### [実施事項 A]
iPS細胞に関する本文から、「CHAPTER1 iPS細胞 急進展する研究」で始まり「S細胞の研究が加速している。」で終わる部分を一字一句変えずに返すこと。
### [実施事項 B]
iPS細胞に関する本文で、機能を持った臓器を作る研究に結集した研究者の分野として挙げられているものをすべて書き出すこと。
### [実施事項 C]
iPS細胞に関する本文を、最後の文の後から書き継ぐこと。

CHAPTER1 iPS細胞 急進展する研究
ヒト胚を壊して作る胚性幹細胞(ES細胞)は,さまざまな組織に分化させることが可能なため,再生医療への応用が期待されている。一方,患者本人と同一の遺伝情報を持ち拒絶反応を起こさないES細胞を作ることは,不可能とは言わないまでもきわめて難しいと考えられてきた。組織細胞でたった4つの遺伝子を発現させるだけで作製できる人工多能性幹細胞(iPS細胞)の発見は,その夢を一気に現実のものにした。今,再生医療や創薬への応用を目指して,世界中でiPS細胞の研究が加速している。
CHAPTER2 再生医工学の挑戦
イモリやサンショウウオの脚は切断しても再生するが,哺乳動物の手足を切断しても再生できない。しかし,どんな教科書にも書かれているこの「常識」が覆されるのも時間の問題となってきた。医療への応用を目指し,発生学・分子生物学・材料工学などの異分野の研究者が結集して,ヒトES細胞やiPS細胞から機能を持った臓器を作る研究が進められている。

### [抜粋データ]
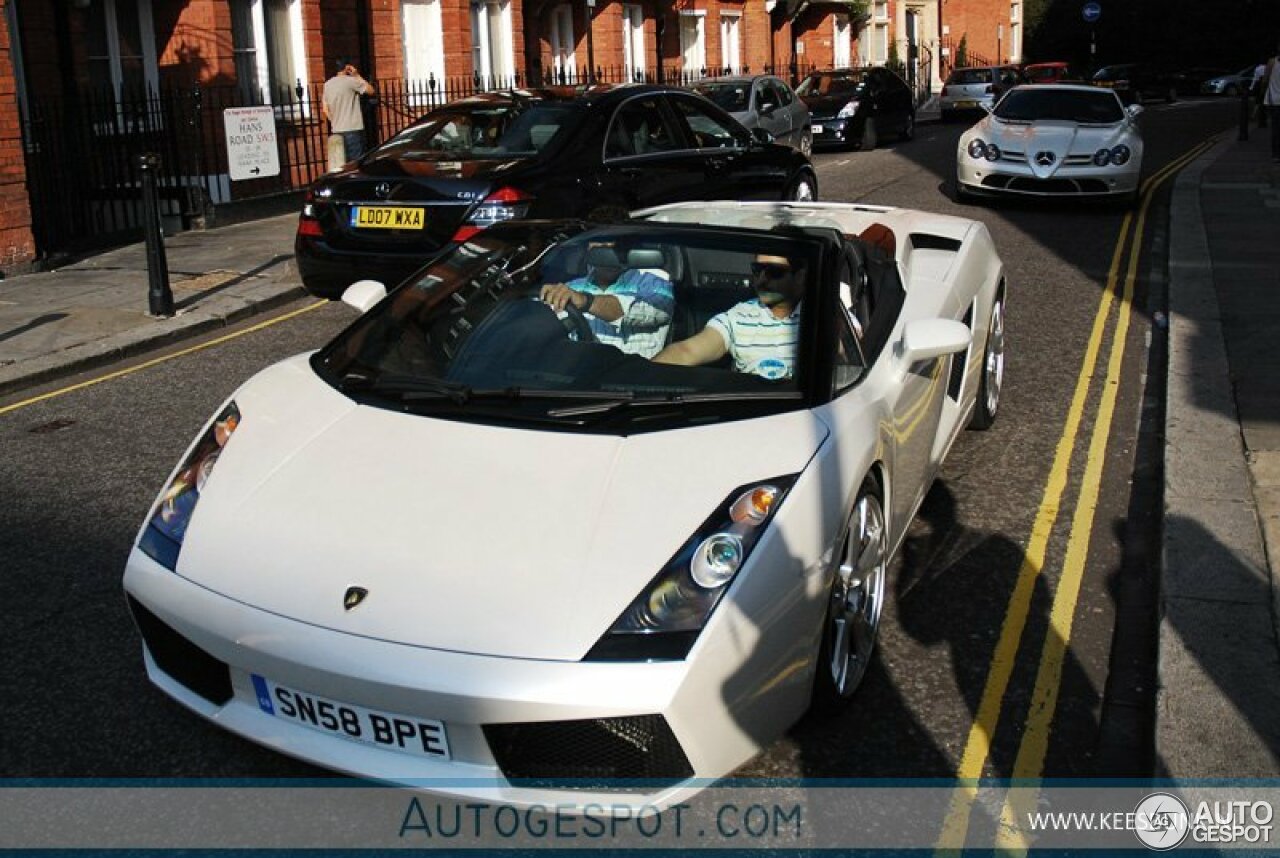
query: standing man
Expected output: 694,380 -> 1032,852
1260,45 -> 1280,164
320,56 -> 374,173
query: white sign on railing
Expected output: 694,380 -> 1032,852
223,105 -> 280,182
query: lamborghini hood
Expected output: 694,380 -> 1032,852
177,359 -> 827,660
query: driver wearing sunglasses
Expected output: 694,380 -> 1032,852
653,254 -> 805,380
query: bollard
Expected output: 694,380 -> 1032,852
1236,86 -> 1249,142
136,152 -> 173,316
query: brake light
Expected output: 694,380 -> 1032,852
453,187 -> 534,241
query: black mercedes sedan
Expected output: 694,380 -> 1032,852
294,85 -> 818,297
796,67 -> 915,149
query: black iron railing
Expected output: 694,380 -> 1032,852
23,61 -> 813,257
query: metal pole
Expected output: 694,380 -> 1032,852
586,0 -> 595,83
137,152 -> 173,316
1235,80 -> 1249,142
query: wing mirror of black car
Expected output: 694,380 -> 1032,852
342,280 -> 387,312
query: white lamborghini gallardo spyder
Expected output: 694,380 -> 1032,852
124,202 -> 1006,805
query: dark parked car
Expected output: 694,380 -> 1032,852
796,68 -> 915,149
1093,63 -> 1178,104
294,85 -> 818,297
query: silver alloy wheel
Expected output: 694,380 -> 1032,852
983,298 -> 1005,416
827,493 -> 888,698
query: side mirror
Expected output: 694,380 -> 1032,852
342,280 -> 387,312
902,319 -> 973,364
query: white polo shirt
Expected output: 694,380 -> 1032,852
707,298 -> 800,380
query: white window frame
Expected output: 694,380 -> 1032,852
721,9 -> 742,74
471,0 -> 516,86
680,9 -> 707,77
87,0 -> 164,136
1009,0 -> 1023,63
831,13 -> 854,69
622,3 -> 645,81
232,0 -> 311,119
401,0 -> 444,106
548,3 -> 577,81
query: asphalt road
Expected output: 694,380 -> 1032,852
0,102 -> 1235,777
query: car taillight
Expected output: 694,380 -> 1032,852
298,188 -> 324,238
298,215 -> 324,238
453,187 -> 534,241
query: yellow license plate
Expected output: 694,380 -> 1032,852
351,206 -> 425,229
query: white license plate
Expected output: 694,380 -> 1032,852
250,674 -> 449,759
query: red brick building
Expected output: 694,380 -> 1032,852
0,0 -> 998,271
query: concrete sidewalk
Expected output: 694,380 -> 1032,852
0,214 -> 303,394
0,132 -> 1280,777
1156,131 -> 1280,777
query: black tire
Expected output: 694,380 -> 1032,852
900,110 -> 915,143
586,202 -> 631,223
954,289 -> 1005,432
858,117 -> 879,152
810,474 -> 890,713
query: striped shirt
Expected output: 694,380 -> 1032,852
707,300 -> 800,380
567,269 -> 676,357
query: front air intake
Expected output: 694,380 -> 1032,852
484,715 -> 694,791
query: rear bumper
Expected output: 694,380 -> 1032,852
809,117 -> 864,149
293,236 -> 445,298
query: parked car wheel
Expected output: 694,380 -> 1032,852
813,475 -> 888,709
858,117 -> 879,152
969,292 -> 1005,430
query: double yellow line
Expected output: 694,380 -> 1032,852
938,140 -> 1215,849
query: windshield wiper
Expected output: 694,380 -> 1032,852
340,370 -> 474,405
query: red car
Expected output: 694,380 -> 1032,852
1023,63 -> 1080,83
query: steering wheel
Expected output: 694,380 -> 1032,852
561,301 -> 598,343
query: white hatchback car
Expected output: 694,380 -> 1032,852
956,83 -> 1143,201
124,202 -> 1006,807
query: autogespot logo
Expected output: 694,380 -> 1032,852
1134,793 -> 1192,852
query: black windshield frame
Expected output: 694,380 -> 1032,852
312,222 -> 831,434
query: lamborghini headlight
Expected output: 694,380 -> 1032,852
586,475 -> 796,661
138,402 -> 241,570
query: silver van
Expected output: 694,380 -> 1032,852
940,65 -> 1021,122
690,74 -> 813,158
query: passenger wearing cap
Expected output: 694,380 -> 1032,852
539,242 -> 676,357
653,254 -> 805,380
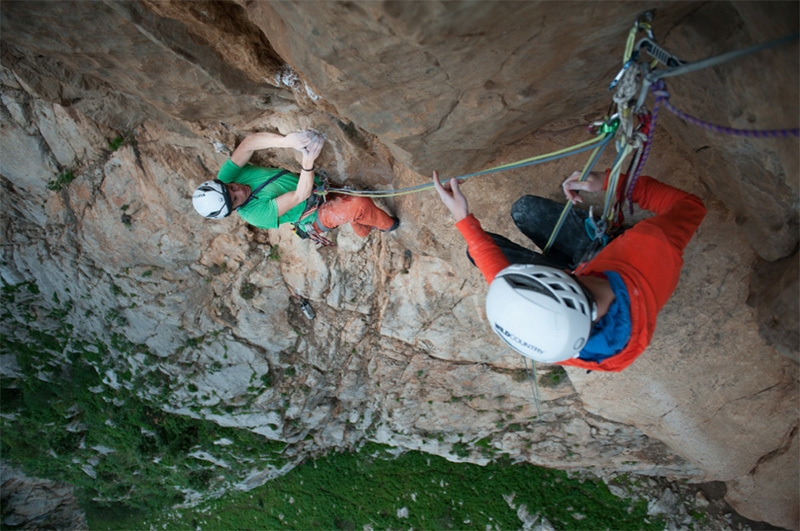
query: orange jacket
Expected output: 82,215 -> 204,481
456,177 -> 706,372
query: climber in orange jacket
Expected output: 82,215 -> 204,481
433,171 -> 706,371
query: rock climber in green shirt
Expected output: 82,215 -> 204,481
192,131 -> 400,238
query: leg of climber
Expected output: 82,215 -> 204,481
317,194 -> 400,238
511,195 -> 592,269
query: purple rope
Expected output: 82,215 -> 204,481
625,79 -> 669,211
664,94 -> 800,138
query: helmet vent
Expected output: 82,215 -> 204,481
502,274 -> 558,301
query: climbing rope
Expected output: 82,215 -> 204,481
522,356 -> 542,417
542,133 -> 613,254
327,130 -> 607,197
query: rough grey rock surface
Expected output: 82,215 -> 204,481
0,1 -> 800,528
0,462 -> 89,531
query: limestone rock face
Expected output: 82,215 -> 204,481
0,462 -> 89,531
0,1 -> 800,528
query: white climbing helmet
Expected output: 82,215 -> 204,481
486,264 -> 597,363
192,179 -> 232,219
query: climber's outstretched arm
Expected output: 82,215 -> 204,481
231,131 -> 319,168
433,171 -> 509,284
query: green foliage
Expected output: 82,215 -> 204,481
539,365 -> 567,387
0,284 -> 285,528
136,444 -> 663,531
47,170 -> 75,192
269,245 -> 281,262
108,135 -> 125,152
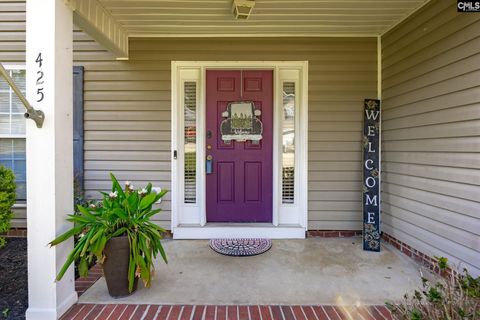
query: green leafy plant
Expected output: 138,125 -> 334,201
50,174 -> 168,292
2,308 -> 10,319
0,165 -> 16,248
386,257 -> 480,320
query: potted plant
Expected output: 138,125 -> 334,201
50,174 -> 167,297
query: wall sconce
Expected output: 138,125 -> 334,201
232,0 -> 255,20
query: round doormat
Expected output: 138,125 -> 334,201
210,239 -> 272,257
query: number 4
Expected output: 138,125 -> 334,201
35,52 -> 43,68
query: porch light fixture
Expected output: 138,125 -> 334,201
232,0 -> 255,20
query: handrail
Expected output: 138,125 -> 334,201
0,62 -> 45,128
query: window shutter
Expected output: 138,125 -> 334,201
73,66 -> 84,191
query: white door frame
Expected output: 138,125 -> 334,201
171,61 -> 308,239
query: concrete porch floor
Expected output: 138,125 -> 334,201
79,238 -> 428,305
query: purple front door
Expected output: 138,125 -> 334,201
206,70 -> 273,222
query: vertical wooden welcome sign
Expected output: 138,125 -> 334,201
362,99 -> 380,251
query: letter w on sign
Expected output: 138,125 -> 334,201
362,99 -> 381,251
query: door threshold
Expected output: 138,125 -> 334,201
172,222 -> 306,239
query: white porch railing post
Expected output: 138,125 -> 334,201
26,0 -> 77,320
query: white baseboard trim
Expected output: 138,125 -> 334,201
25,291 -> 78,320
172,224 -> 306,239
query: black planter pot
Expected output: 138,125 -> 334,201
103,236 -> 138,298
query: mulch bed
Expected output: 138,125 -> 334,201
0,238 -> 28,320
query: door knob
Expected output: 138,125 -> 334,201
206,154 -> 213,174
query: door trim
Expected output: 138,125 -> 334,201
171,61 -> 308,239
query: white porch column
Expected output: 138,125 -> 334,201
26,0 -> 77,320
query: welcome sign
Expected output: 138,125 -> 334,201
362,99 -> 380,251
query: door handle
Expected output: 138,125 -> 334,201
206,154 -> 213,174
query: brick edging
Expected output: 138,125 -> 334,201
60,303 -> 392,320
307,230 -> 362,238
75,264 -> 103,296
382,232 -> 454,277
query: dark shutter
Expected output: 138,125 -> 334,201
73,66 -> 84,191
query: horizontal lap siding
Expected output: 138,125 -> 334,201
0,3 -> 377,230
382,1 -> 480,274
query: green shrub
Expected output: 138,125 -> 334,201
0,165 -> 16,248
387,257 -> 480,320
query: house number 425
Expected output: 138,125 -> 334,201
35,52 -> 45,102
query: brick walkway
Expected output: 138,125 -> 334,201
61,304 -> 392,320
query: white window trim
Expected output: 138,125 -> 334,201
0,64 -> 27,201
171,61 -> 308,239
0,64 -> 27,139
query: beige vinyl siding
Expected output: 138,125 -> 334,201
0,2 -> 377,230
382,1 -> 480,275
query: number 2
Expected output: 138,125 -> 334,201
35,52 -> 43,68
37,71 -> 43,85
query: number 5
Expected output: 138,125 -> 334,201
37,88 -> 45,102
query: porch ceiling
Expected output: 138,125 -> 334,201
99,0 -> 428,37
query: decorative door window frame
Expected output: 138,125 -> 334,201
171,61 -> 308,239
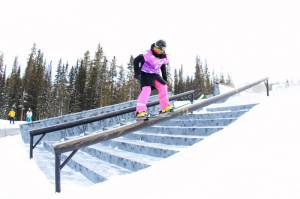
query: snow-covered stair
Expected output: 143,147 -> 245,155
36,104 -> 255,187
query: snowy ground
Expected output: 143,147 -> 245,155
0,84 -> 300,199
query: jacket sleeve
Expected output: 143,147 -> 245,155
133,54 -> 145,77
160,64 -> 168,82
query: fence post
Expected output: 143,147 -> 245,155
29,134 -> 33,159
265,79 -> 269,96
55,151 -> 61,193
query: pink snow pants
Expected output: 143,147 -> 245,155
136,80 -> 170,112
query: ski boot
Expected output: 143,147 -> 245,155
159,105 -> 174,114
136,111 -> 150,120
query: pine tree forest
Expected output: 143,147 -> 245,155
0,44 -> 232,120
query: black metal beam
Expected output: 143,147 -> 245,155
29,90 -> 195,158
30,90 -> 195,135
53,78 -> 266,153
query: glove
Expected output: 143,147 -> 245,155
134,74 -> 141,81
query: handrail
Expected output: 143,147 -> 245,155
53,78 -> 269,192
29,90 -> 195,159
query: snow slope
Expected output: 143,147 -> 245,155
0,84 -> 300,199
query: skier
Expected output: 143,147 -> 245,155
8,109 -> 16,124
133,40 -> 173,118
26,108 -> 32,123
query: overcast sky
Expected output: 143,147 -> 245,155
0,0 -> 300,82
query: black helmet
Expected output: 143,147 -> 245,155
155,40 -> 167,48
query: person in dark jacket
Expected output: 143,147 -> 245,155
133,40 -> 173,118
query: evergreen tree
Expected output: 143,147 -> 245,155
178,65 -> 184,93
86,44 -> 103,109
174,68 -> 179,94
22,44 -> 39,120
126,55 -> 140,100
67,60 -> 79,113
107,57 -> 117,104
93,44 -> 106,107
0,53 -> 8,118
38,62 -> 54,119
193,56 -> 205,98
73,60 -> 87,112
53,59 -> 69,115
6,57 -> 23,120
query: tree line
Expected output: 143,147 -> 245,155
0,44 -> 232,120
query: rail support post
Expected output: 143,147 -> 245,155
55,152 -> 61,193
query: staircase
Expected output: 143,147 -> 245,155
31,104 -> 256,185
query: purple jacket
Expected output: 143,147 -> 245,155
142,50 -> 169,74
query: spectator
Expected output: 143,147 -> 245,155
8,109 -> 16,124
26,108 -> 32,123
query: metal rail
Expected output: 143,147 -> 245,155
29,90 -> 195,159
53,78 -> 269,192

### [記述回答 A]
CHAPTER1 iPS細胞 急進展する研究
ヒト胚を壊して作る胚性幹細胞(ES細胞)は,さまざまな組織に分化させることが可能なため,再生医療への応用が期待されている。一方,患者本人と同一の遺伝情報を持ち拒絶反応を起こさないES細胞を作ることは,不可能とは言わないまでもきわめて難しいと考えられてきた。組織細胞でたった4つの遺伝子を発現させるだけで作製できる人工多能性幹細胞(iPS細胞)の発見は,その夢を一気に現実のものにした。今,再生医療や創薬への応用を目指して,世界中でiPS細胞の研究が加速している。

### [記述回答 B]
発生学、分子生物学、材料工学

### [記述回答 C]
CHAPTER3 がんと闘う
がんは日本人の死因のトップを占め,約3割の人ががんで亡くなる時代になった。がんの治療においては,長い間,手術だけが確実な根治療法であるとされる時代が続いてきたが,生命科学の進歩によりその選択肢は広がりつつある。がん細胞の増殖やがん組織内への腫瘍血管の誘導などにかかわっていて,がんと闘うための標的となる分子が次々と明らかにされ,それらの標的だけをピンポイントで狙う分子標的治療薬が実用化されている。さらに,抗がん剤の投与やがんの診断にナノテクノロジーを応用する新しい治療法の臨床試験も始まっている。
CHAPTER4 新しい医薬戦略
巨額の売り上げを誇った新薬の特許が次々と失効する「2010年問題」は,これまでの低分子化合物ライブラリーと高速スクリーニングを組み合わせた医薬品開発の手法に限界が来ていることを強く示唆している。このような混沌とした状況の中,2010年問題を乗り越えるためのアプローチとして,構造生物学など生命科学の進歩に立脚した医薬品設計技術に注目が集まっている。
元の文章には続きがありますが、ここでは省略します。